- Requirement 1:
Answer these from the Coton rescue thread:
(a) What age range are the rescued males?
(b) Under what age does the rescue not want children in adopters' homes?
(c) What cause does the thread give for the splayed toes of puppy mill dogs?
- Requirement 2:
Translate this sentence from the Coton rescue thread into Spanish: "Puppy mill dogs often have splayed toes due to standing all the time on metal wired crates."

- Passage shown:
start
# 13 Coton do Tulear in Wa. rescue



## Eva (Jun 20, 2008)

I found these little guys online and had to share their story..all males between 2-4 years of age and puppy mill surivors found in horrible condition. They are being fostered in the Eastern and Western areas of Wa. state and the rescue would like them to go to homes with dogs of the similar breed so that they have a buddy to learn from and they are asking for adopters with no kids under the ages of 12 years (bummer for me) 
Here's a link to their page 
http://www.furbabyrescue.com/Coton.html


----------



## Jill in Mich (Feb 24, 2008)

I saw these guys the other day. Don't they look sad? Eva, I bet if you called and explained your experience with fostering, your daughter caring for the foster kittens, etc. they might make an exception for you. Can't hurt to try!


----------



## Eva (Jun 20, 2008)

I thought about it but I'm not sure if my little guy (Aiden) would do well with a really submissive dog..he's a rough and tumble kind of a boy, is loud at times and moves really quickly while playing...not the best thing when you're trying to get a dog adjusted to a new home after being in a cage for years. 
My fosters have done fine with him because he obeys the rules that I set for him and they are only here a short while. 
It's still a lot of work to stay on top of Aiden's behavior and make sure that he doesn't push them too far or play too rough.
He's a good boy, he just has some issues that can make fostering a challenge at times. :wink:
Puppy mill dogs tend to need more time and energy and a longer adjustment period...I don't know if I'm up for that kind of work right now..between court stuff, counceling and emotional support for everyone, the new school year starting soon and a new job I have a lot on my plate..a high needs dog might get lost in the shuffle..


----------



## Jill in Mich (Feb 24, 2008)

You're right. That's probably not fair to Aiden or a high need puppy mill dog (to say nothing of you!).


----------



## Mraymo (Oct 30, 2007)

That's so sad. Glad they were rescued. I was surprised to see a black Coton. I thought Coton's were white with some dark markings on their ears.


----------



## Missy (Nov 6, 2006)

I am glad they are rescued. I didn't know there were black Coton's.... Ernie sure is cute. I would take him and seabiscuit.


----------



## Scooter's Family (May 23, 2008)

So terribly sad, but the dogs seem to be doing so well in rescue. I keep telling DH I want a big farm so we can take all the rescue dogs!


----------



## marjrc (Jan 13, 2007)

You and me both, Ann!! I was just at a shelter today and there were so many Bichon types, it was sad. They are so popular and not enough people think twice about getting them in pet stores so the mills keep working at churning them out! :frusty: 

These Cotons are adorable and it's inspiring to read how well some of them have been adapting.


----------



## casperkeep (May 16, 2007)

wow...just read through all them and it breaks my heart to see those sad faces...hope they find homes soon.


----------



## pjewel (Apr 11, 2007)

Gee thanks Eva. Just what I needed. I cried through the whole thing, but couldn't stop reading about the little ones and their plight. I wish I had the wherewithal to take them all in and make their worlds right.


----------



## RikiDaisyDixie (Apr 15, 2008)

*See the feet*

Puppy mill dogs often have splayed toes due to standing all the time on metal wired crates. It just makes me insane with anger. Some day there will no longer be these horrid places...

Thank goodness for their rescue.


----------
end
- Information given:
start
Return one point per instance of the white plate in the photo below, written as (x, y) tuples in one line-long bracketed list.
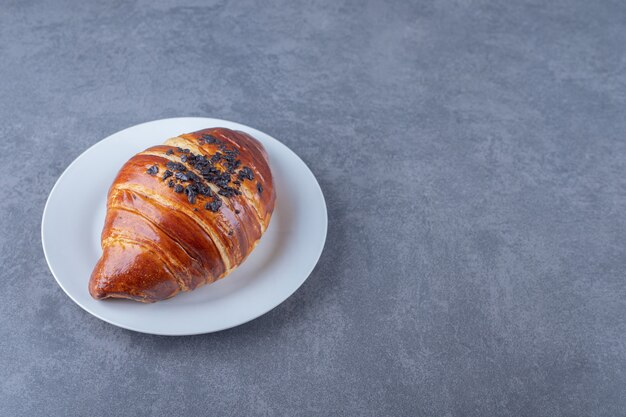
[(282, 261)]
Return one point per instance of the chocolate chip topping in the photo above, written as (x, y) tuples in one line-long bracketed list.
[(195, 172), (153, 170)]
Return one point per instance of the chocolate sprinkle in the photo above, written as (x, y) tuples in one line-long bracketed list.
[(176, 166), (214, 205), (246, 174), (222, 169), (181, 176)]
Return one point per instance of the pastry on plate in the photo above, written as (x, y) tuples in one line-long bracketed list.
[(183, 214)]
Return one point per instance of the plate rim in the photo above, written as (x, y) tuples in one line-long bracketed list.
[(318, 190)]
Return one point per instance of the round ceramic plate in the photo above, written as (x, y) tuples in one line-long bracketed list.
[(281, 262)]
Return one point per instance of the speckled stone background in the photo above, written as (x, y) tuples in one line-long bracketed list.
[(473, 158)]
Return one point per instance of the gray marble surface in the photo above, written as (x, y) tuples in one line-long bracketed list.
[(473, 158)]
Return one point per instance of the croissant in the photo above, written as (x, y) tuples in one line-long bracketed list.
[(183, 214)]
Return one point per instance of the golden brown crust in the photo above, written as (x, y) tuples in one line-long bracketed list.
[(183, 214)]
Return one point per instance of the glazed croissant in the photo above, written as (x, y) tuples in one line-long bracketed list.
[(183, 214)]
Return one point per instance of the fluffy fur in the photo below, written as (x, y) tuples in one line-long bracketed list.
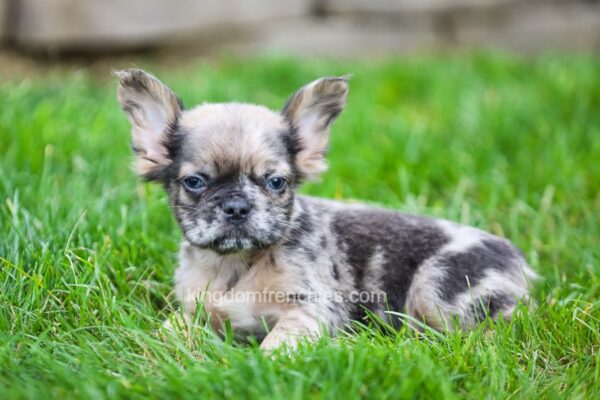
end
- Reply 1:
(a) Between 2 and 4 years of age.
(b) 12 years.
(c) Standing all the time on metal wired crates.

- Reply 2:
Los perros de fábricas de cachorros suelen tener los dedos separados por estar de pie todo el tiempo sobre jaulas de alambre metálico.